Entries provided:
[Start of Attachment]

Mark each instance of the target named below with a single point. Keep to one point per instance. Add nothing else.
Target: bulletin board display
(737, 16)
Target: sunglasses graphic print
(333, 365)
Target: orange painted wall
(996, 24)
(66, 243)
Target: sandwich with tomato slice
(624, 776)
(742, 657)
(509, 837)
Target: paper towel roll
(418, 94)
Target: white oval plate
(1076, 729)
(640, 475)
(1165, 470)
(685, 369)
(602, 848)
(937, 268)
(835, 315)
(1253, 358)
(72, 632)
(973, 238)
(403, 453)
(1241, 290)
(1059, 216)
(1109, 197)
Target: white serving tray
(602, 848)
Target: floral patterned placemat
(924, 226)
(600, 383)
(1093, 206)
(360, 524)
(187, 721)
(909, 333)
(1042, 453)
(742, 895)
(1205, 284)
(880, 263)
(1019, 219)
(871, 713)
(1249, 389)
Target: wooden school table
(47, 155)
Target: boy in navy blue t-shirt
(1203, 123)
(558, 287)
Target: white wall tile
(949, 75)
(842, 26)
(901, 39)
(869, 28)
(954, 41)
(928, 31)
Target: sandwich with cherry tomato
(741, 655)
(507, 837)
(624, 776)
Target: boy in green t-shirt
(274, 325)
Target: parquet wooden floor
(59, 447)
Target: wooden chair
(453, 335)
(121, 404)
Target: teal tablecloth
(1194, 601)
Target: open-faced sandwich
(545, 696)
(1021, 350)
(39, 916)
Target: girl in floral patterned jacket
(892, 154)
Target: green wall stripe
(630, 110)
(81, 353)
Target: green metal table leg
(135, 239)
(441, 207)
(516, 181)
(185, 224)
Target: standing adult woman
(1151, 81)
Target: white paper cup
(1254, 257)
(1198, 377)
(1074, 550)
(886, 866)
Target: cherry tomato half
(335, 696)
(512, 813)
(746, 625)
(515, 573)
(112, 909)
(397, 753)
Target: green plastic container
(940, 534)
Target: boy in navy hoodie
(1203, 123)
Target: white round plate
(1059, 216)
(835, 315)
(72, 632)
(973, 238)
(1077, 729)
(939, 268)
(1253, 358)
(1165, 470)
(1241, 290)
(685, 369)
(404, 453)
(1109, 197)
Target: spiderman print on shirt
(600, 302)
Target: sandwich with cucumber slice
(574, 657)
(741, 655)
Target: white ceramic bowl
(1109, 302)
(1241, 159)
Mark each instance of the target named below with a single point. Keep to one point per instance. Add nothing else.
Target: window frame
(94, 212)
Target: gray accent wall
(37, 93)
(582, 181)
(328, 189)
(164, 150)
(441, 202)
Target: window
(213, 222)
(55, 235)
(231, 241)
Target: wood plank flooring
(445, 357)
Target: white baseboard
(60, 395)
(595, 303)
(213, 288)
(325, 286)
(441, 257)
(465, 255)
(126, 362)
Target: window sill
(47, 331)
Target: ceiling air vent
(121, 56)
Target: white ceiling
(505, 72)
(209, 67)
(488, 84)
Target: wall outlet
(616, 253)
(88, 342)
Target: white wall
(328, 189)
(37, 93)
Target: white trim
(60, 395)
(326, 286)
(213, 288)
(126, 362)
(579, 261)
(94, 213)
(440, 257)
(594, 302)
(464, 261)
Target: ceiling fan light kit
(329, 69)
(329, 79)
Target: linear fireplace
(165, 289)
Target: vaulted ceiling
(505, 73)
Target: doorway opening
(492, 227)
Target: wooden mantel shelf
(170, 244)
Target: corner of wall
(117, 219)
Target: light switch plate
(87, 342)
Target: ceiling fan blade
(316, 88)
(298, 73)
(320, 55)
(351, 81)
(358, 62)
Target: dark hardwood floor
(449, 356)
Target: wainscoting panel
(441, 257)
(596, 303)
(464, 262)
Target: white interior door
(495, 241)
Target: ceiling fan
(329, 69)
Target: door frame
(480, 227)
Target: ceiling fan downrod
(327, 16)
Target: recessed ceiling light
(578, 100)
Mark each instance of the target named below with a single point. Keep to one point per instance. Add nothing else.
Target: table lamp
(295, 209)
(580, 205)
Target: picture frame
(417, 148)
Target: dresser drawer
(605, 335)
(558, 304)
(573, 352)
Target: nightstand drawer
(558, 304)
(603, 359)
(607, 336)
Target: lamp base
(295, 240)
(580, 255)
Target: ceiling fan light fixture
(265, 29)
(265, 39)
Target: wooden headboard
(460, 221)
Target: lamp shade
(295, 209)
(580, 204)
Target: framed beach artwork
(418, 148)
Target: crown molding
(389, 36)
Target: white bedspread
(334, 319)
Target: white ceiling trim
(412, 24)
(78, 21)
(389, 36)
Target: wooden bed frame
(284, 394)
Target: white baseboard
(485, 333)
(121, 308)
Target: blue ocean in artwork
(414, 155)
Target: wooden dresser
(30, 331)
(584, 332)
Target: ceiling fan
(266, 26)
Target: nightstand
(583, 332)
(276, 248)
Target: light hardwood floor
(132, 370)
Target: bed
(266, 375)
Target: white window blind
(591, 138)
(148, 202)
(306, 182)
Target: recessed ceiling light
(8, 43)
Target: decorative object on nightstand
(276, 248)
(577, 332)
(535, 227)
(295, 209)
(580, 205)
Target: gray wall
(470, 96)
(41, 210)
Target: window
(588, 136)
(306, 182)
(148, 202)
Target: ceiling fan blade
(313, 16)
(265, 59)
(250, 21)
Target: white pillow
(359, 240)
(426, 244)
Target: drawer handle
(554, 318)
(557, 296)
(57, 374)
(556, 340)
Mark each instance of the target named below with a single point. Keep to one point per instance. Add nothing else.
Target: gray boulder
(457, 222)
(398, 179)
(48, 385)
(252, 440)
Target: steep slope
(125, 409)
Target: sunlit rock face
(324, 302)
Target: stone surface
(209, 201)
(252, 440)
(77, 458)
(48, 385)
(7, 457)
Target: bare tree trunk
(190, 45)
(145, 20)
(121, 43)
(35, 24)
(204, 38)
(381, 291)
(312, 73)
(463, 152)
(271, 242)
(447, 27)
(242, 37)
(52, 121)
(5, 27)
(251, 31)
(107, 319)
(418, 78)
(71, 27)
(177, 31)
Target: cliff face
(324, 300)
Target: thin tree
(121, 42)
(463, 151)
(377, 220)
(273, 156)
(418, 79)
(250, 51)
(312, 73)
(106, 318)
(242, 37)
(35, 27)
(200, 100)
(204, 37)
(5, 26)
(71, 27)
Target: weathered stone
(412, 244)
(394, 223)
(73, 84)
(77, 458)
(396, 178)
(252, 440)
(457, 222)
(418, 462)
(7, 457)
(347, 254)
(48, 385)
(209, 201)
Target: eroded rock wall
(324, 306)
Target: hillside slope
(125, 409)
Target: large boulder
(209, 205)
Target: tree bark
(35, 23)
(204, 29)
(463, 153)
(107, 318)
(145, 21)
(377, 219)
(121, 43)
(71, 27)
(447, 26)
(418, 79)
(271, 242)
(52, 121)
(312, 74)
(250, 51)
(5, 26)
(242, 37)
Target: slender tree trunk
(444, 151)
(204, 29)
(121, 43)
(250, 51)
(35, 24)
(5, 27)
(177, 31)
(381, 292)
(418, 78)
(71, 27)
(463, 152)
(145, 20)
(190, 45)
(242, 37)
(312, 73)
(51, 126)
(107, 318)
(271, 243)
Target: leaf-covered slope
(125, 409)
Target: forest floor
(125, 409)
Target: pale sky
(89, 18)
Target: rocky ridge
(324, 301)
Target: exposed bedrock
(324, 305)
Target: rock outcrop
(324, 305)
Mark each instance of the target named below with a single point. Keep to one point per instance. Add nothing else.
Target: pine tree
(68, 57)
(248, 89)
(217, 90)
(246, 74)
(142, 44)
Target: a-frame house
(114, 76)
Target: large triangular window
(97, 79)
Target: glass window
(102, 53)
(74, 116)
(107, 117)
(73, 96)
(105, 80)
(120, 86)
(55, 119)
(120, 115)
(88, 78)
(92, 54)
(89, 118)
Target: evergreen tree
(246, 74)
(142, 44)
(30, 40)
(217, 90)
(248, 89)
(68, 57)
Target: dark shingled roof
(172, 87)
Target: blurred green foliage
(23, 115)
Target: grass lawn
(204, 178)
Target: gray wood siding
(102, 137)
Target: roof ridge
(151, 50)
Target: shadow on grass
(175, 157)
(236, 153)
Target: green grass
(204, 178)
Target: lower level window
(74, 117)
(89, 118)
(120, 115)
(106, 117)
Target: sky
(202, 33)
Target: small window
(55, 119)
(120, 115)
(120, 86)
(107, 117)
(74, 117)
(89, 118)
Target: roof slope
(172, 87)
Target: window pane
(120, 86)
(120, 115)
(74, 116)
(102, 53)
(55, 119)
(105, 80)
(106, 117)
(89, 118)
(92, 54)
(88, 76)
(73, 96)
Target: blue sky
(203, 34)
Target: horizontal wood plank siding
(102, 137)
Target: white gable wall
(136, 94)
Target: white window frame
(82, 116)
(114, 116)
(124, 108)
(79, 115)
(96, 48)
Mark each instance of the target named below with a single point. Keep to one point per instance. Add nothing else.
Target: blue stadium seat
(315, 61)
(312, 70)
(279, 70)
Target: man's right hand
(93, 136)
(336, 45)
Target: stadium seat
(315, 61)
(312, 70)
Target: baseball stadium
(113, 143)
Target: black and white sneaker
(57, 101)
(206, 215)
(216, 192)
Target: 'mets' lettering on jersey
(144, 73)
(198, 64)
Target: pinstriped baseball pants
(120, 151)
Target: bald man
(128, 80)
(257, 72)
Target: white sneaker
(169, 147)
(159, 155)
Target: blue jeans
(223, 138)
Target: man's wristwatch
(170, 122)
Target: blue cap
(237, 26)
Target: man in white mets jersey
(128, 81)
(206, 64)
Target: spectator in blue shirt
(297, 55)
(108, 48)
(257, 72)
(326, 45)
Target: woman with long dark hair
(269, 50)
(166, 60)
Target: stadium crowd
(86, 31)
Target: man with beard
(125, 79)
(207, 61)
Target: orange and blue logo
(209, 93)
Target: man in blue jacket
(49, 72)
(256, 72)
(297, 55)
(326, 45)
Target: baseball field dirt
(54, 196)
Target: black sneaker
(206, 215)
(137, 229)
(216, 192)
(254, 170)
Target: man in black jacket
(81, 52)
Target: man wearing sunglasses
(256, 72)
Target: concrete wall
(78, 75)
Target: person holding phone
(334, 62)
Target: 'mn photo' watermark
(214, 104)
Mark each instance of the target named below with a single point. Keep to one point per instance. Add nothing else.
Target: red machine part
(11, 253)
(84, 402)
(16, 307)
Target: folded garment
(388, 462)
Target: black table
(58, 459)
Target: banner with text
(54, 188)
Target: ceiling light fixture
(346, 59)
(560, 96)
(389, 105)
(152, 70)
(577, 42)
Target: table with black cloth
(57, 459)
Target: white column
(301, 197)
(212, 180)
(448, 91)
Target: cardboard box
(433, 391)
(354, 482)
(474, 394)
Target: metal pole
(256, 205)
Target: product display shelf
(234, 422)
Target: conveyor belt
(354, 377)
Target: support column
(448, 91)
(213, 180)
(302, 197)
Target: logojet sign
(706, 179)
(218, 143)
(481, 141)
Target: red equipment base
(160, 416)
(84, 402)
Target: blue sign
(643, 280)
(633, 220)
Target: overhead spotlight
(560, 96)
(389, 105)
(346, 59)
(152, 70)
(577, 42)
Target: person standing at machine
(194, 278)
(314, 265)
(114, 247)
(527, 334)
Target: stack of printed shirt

[End of Attachment]

Goal of the exercise: Write out exactly the final stretch of the listing above, beginning at the line that contains "Target: person holding phone" and ending at its last line, with nothing added.

Result for this task:
Target: person holding phone
(334, 62)
Target: 'mn photo' watermark
(214, 104)
Mark each instance of the target named below with a single point. Keep to one point per instance. Add nothing else.
Target: red machine part
(11, 253)
(84, 402)
(16, 307)
Target: folded garment
(388, 462)
Target: black table
(58, 459)
Target: banner with text
(54, 188)
Target: ceiling light fixture
(346, 59)
(560, 96)
(389, 105)
(152, 70)
(577, 42)
Target: table with black cloth
(57, 459)
Target: white column
(301, 197)
(212, 180)
(448, 91)
Target: cardboard box
(433, 391)
(354, 482)
(474, 394)
Target: metal pole
(256, 205)
Target: product display shelf
(234, 422)
Target: conveyor belt
(354, 377)
Target: support column
(448, 91)
(213, 180)
(302, 197)
Target: logojet sign
(706, 179)
(218, 143)
(481, 141)
Target: red equipment base
(160, 416)
(84, 402)
Target: blue sign
(643, 280)
(633, 220)
Target: overhead spotlight
(560, 96)
(389, 105)
(346, 59)
(152, 70)
(577, 42)
Target: person standing at machine
(194, 278)
(314, 265)
(114, 247)
(527, 334)
Target: stack of printed shirt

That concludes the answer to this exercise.